● EXERCISE REQUIREMENTS: Continue the forum thread below about a 1965 binary system for complex numbers, starting right after its last sentence.

● TEXT TO READ:
-------------------------
A 'Binary' System for Complex Numbers (1965) [pdf] - espeed
https://www.nsa.gov/public_info/_files/tech_journals/A_Binary_System.pdf
======
DanBC
Walter Penney also invented a binary game:
[https://en.wikipedia.org/wiki/Penney%27s_game](https://en.wikipedia.org/wiki/Penney%27s_game)

> Penney's game, named after its inventor Walter Penney, is a binary
> (head/tail) sequence generating game between two players. At the start of
> the game, the two players agree on the length of the sequences to be
> generated.

> This length is usually taken to be three, but can be any larger number.

> Player A then selects a sequence of heads and tails of the required length,
> and shows this sequence to player B. Player B then selects another sequence
> of heads and tails of the same length. Subsequently, a fair coin is tossed
> until either player A's or player B's sequence appears as a consecutive
> subsequence of the coin toss outcomes. The player whose sequence appears
> first wins.
-------------------------
● SOURCE EXCERPT:
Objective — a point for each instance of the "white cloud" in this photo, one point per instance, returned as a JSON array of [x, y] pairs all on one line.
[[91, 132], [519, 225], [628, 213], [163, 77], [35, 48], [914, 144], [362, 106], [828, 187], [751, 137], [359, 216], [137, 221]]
-------------------------
● ANSWER FOR THIS EXERCISE:
> Provided sequences of at least length three are used, the second player (B)
> has an edge over the starting player (A). This is because the game is
> nontransitive such that for any given sequence of length three or longer one
> can find another sequence that has higher probability of occurring first.

------
s-phi-nl
Essentially, this defines a homomorphic pairing function[1] for the integers.
A Gaussian integer can be seen as the pair (a, b) where a and b are integers.
This assigns a unique natural number to each one.

One can use this to show that pairs of integers have the same cardinality as
natural numbers.

Further, since one can sum the binary representations of two numbers and get
the representation of the result, this is homomorphic under addition. I have
never before seen a pairing function with that property (not that I have seen
many).

[1]
[https://en.wikipedia.org/wiki/Pairing_function#Cantor_pairin...](https://en.wikipedia.org/wiki/Pairing_function#Cantor_pairing_function)

------
mrcactu5
why was this classified??

in any case this is really clever. the norm-squared of 1+i in the Gaussian
integers is (1+i)(1-i) = 1 + 1 = 2. the norm is sqrt(2).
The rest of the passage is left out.